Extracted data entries
◇ ◇ ◇ ◇ ◇ ◇ ◇

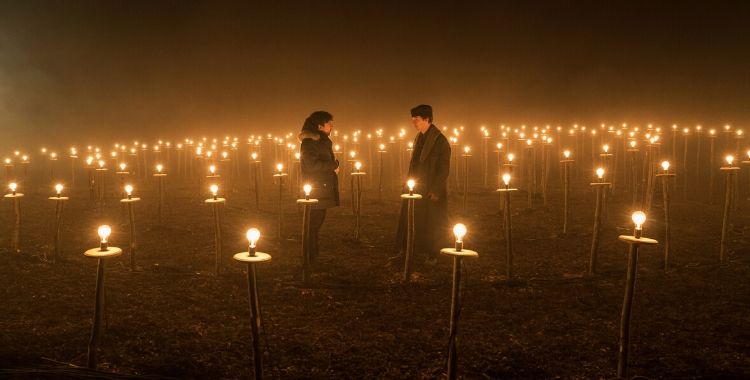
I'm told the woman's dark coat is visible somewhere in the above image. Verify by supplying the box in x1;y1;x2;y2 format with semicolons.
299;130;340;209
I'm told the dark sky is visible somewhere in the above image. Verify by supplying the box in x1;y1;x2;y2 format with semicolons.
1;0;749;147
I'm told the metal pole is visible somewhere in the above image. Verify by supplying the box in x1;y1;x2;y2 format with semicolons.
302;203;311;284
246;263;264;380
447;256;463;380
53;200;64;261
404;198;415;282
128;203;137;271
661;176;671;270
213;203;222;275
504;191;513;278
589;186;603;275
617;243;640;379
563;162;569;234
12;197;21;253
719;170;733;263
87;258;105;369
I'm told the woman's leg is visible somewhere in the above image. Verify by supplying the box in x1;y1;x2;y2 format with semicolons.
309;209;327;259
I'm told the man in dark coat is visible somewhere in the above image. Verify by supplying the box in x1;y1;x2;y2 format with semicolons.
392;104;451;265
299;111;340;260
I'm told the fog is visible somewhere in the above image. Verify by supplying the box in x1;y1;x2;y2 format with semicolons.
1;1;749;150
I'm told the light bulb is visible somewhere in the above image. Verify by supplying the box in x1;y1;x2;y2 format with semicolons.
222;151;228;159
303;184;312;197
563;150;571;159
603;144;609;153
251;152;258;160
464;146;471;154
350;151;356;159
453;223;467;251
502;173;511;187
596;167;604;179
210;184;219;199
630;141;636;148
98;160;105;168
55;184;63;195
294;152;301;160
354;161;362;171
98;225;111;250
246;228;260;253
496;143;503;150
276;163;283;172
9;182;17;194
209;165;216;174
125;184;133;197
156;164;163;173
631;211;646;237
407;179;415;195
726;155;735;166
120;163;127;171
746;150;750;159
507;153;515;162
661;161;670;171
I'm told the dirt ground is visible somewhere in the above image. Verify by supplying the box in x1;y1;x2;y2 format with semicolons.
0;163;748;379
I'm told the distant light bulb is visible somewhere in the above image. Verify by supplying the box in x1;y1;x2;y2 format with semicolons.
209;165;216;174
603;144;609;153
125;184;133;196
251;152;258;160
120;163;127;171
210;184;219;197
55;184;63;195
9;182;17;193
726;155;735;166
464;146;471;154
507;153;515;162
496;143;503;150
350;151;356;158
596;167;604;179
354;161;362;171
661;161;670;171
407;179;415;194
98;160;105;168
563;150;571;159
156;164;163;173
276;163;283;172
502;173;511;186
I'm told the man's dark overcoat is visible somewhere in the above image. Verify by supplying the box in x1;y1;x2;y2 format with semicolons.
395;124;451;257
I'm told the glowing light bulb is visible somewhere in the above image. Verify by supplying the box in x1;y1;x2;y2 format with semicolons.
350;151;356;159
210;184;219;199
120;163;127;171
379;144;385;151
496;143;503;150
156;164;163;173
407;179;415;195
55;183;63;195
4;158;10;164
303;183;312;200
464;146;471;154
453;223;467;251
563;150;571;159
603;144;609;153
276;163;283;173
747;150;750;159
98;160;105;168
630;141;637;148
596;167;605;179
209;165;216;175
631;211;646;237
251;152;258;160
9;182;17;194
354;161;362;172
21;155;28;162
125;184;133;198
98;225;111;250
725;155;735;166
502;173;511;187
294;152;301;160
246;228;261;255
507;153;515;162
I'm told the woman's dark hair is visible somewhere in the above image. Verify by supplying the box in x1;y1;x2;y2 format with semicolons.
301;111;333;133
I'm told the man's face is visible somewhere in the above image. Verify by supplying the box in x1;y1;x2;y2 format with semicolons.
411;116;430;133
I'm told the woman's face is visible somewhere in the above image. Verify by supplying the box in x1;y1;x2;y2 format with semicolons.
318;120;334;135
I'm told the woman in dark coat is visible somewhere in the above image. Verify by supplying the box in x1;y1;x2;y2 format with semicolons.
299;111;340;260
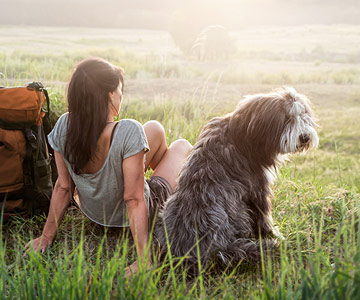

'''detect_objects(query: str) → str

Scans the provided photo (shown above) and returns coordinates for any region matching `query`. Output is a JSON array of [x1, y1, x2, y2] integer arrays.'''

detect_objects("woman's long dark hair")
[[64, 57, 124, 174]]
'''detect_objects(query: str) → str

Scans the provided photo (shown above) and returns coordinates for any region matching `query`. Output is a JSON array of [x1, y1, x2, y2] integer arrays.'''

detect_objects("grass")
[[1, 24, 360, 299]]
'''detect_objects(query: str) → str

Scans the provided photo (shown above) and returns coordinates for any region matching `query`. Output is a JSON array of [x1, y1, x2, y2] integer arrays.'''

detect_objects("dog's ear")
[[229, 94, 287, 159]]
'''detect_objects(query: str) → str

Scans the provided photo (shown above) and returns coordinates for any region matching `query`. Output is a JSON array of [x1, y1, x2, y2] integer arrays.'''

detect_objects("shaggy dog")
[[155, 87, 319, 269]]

◇ ◇ ◇ ◇ ◇ ◇ ◇

- **Your assignment**
Every line from the one that holds "I'm told the woman's dark hair" to the last line of the records above goes into the answer, exactly as written; nothing else does, and no picture does either.

- **Output for this exercise**
I'm told the woman's dark hair is visible somewhere in the above image. Verify by supplying the box in x1;y1;x2;y2 format with semicolons.
301;111;333;133
I'm told the man's face is visible somewhere in the above image. Verify by supplying the box in x1;y1;x2;y2 format with semicolons.
411;116;430;133
I'm told the woman's face is visible somewhere in the above image. Verify by supplying the box in x1;y1;x2;y2 format with semicolons.
318;120;334;135
I'm told the woman in dark coat is visible somewhere in the above image. Verify by supplying the box in x1;y1;x2;y2 format with semicolons.
299;111;340;260

'''detect_objects(query: str) → str

Scans the provided photo (shown above) and returns coordinates for any region matching `query`. Output is a JSON array of [x1, y1, x2, y2] integer arrays.'''

detect_objects("woman's long dark hair")
[[64, 57, 124, 174]]
'''detect_objects(query: str) → str

Scans the provided photo (shown above) and returns coordinates for any region matching `query`. Output is a JSON array of [x1, y1, x2, y2] integer arrays.'''

detect_objects("grass")
[[1, 24, 360, 299]]
'''detect_objects(query: str) → str

Scans the provided photo (shown above) and returns coordinates for any region matching `query`. Output is a JSON array of [x1, y1, x2, y2] integer arrays.'''

detect_objects("dog's ear")
[[229, 94, 287, 159]]
'''detect_objects(query: str) → str

Scans the provided photo (shown above) and returns coordinates for any region matching `query`. Output is a JSON array of [x1, y1, x2, y2] integer arrays.'''

detect_objects("shaggy dog")
[[155, 87, 319, 269]]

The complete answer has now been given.